Tarea: Según el texto sobre Stanley y el Congo, ¿en qué año murió Stanley?

Texto de lectura:
--*--
En realidad, Stanley vino a ser para el Congo Belga lo que Cristóbal Colón para la América española. La última vez que regresó Colón de tierras americanas lo hizo encadenado para ser juzgado en España, de la misma manera que pocos saben que Stanley acabó siendo apartado de los asuntos del Congo un Leopoldo II molesto por las ideas favorables a los congoleños que tenía Stanley. El propio Edmund Morel, máximo responsable de la campaña internacional contra Leopoldo II, escribió un obituario a la muerte de Stanley, acaecida en 1904, en el que dijo que el estado de salud del reportero metido a explorador le impidió al final de su vida “darse cuenta de que su labor en el Congo había sido prostituida para servir a fines innobles”.
--*--
Datos disponibles:
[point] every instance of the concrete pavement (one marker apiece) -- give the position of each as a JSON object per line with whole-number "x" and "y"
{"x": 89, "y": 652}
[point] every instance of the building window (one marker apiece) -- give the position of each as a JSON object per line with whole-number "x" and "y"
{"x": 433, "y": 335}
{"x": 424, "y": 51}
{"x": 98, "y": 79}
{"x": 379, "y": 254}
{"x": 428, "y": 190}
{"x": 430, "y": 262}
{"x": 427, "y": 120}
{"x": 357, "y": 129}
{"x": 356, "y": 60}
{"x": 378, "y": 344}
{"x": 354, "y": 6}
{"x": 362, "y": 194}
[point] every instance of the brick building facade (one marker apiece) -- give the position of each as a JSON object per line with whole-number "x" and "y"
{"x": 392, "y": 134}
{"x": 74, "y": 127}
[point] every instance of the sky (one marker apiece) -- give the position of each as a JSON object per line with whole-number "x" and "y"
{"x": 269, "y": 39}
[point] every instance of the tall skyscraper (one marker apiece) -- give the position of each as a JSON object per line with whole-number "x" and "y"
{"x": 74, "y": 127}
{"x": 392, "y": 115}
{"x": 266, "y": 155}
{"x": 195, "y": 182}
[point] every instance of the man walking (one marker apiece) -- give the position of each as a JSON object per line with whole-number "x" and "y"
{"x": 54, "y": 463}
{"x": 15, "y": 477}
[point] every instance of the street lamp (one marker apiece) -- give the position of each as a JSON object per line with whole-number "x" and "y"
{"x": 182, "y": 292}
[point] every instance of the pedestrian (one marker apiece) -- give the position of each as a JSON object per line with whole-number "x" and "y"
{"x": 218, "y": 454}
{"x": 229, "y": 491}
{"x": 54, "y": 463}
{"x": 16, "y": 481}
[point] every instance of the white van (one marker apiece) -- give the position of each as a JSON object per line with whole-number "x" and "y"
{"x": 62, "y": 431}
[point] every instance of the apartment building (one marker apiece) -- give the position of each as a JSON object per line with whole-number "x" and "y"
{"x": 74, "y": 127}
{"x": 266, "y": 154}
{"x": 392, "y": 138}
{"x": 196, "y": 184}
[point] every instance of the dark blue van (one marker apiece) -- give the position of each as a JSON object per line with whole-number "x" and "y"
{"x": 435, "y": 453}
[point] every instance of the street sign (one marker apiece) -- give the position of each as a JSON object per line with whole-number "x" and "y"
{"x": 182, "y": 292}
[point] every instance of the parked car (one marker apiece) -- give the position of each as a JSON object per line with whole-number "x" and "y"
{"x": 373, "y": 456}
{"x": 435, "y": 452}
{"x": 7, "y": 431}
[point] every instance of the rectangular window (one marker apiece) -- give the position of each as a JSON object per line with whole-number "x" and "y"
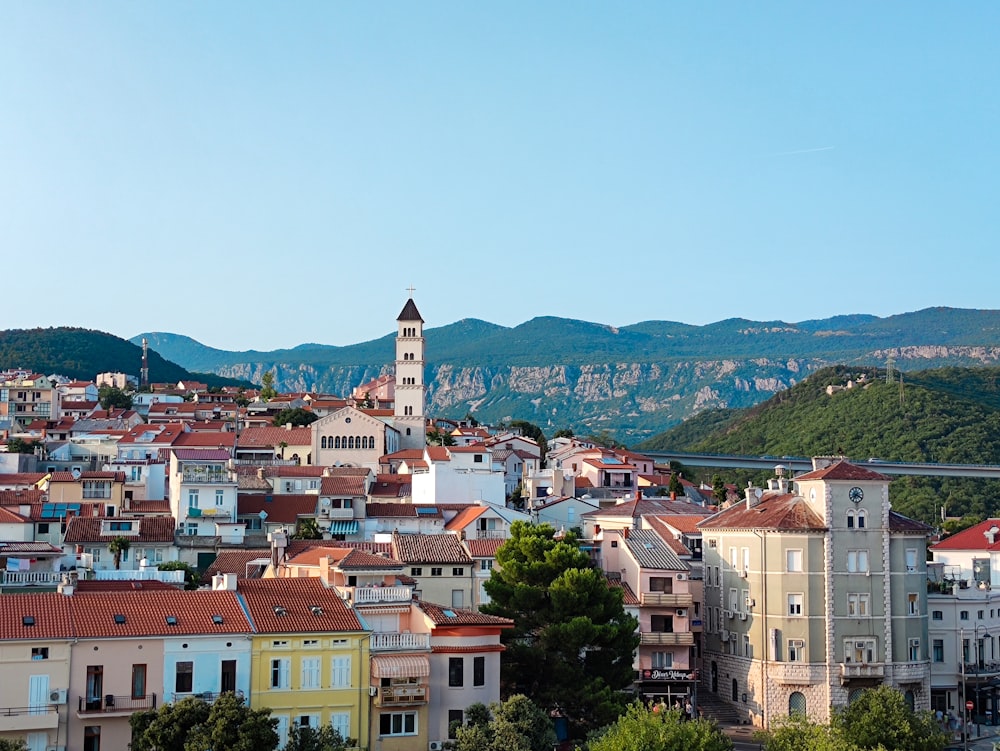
{"x": 456, "y": 717}
{"x": 795, "y": 603}
{"x": 341, "y": 677}
{"x": 858, "y": 604}
{"x": 183, "y": 677}
{"x": 310, "y": 672}
{"x": 938, "y": 650}
{"x": 397, "y": 723}
{"x": 857, "y": 561}
{"x": 456, "y": 671}
{"x": 478, "y": 671}
{"x": 796, "y": 650}
{"x": 341, "y": 722}
{"x": 793, "y": 560}
{"x": 279, "y": 672}
{"x": 138, "y": 681}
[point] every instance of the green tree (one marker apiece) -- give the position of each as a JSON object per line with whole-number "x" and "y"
{"x": 267, "y": 391}
{"x": 118, "y": 547}
{"x": 112, "y": 397}
{"x": 516, "y": 724}
{"x": 659, "y": 729}
{"x": 307, "y": 528}
{"x": 296, "y": 416}
{"x": 572, "y": 643}
{"x": 798, "y": 733}
{"x": 719, "y": 489}
{"x": 881, "y": 717}
{"x": 532, "y": 431}
{"x": 232, "y": 726}
{"x": 192, "y": 577}
{"x": 324, "y": 738}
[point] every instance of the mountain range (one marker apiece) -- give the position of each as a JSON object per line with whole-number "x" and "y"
{"x": 632, "y": 382}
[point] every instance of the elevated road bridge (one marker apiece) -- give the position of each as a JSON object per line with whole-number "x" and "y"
{"x": 799, "y": 464}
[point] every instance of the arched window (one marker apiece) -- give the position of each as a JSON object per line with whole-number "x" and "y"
{"x": 797, "y": 703}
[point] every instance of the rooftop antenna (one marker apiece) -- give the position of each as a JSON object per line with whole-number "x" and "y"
{"x": 144, "y": 371}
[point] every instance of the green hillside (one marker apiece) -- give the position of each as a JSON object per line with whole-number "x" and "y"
{"x": 83, "y": 353}
{"x": 943, "y": 416}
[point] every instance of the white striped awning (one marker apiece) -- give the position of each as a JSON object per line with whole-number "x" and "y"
{"x": 401, "y": 666}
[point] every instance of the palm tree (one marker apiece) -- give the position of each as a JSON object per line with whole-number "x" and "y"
{"x": 118, "y": 546}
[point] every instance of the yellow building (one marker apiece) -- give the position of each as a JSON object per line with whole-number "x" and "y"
{"x": 310, "y": 657}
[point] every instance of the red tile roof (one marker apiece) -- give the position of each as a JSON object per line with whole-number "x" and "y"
{"x": 145, "y": 613}
{"x": 152, "y": 529}
{"x": 484, "y": 548}
{"x": 286, "y": 606}
{"x": 973, "y": 538}
{"x": 51, "y": 613}
{"x": 442, "y": 548}
{"x": 444, "y": 616}
{"x": 281, "y": 509}
{"x": 780, "y": 511}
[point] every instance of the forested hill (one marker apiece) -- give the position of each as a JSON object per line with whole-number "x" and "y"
{"x": 943, "y": 416}
{"x": 83, "y": 353}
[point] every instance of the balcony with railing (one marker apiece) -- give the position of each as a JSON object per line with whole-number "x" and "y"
{"x": 667, "y": 638}
{"x": 114, "y": 706}
{"x": 849, "y": 670}
{"x": 31, "y": 578}
{"x": 27, "y": 719}
{"x": 397, "y": 696}
{"x": 387, "y": 641}
{"x": 376, "y": 595}
{"x": 666, "y": 600}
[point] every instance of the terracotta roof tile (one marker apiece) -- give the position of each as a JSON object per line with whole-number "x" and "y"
{"x": 443, "y": 548}
{"x": 784, "y": 511}
{"x": 445, "y": 616}
{"x": 287, "y": 606}
{"x": 145, "y": 613}
{"x": 50, "y": 612}
{"x": 152, "y": 529}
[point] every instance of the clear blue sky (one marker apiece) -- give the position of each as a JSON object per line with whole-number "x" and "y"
{"x": 258, "y": 175}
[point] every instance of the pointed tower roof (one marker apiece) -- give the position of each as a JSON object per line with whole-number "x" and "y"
{"x": 410, "y": 312}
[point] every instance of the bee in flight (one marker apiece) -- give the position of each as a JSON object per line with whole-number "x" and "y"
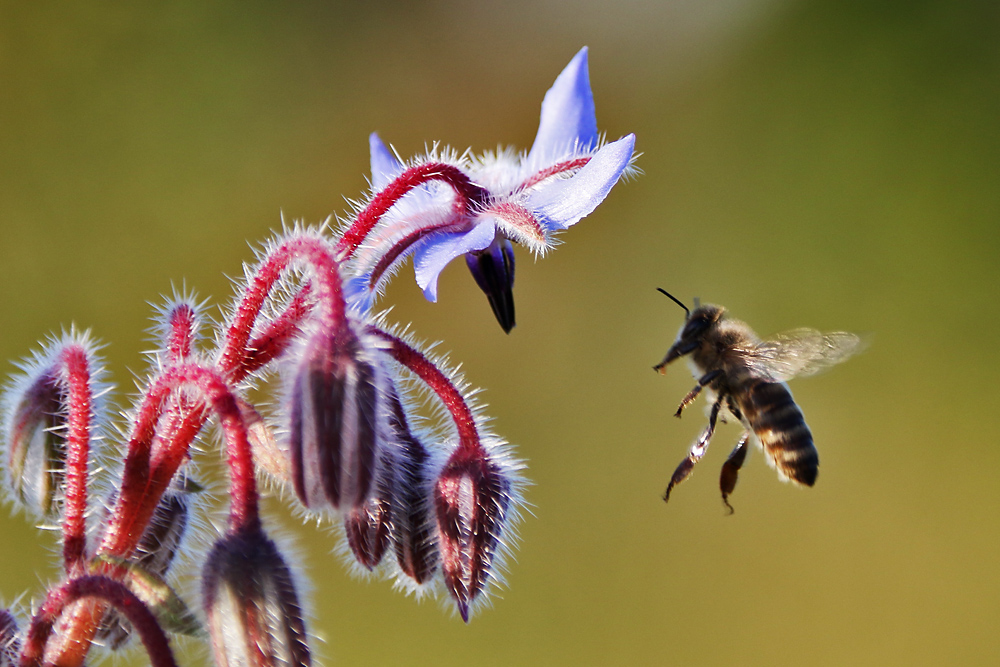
{"x": 744, "y": 378}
--*--
Respuesta: Stanley murió en 1904.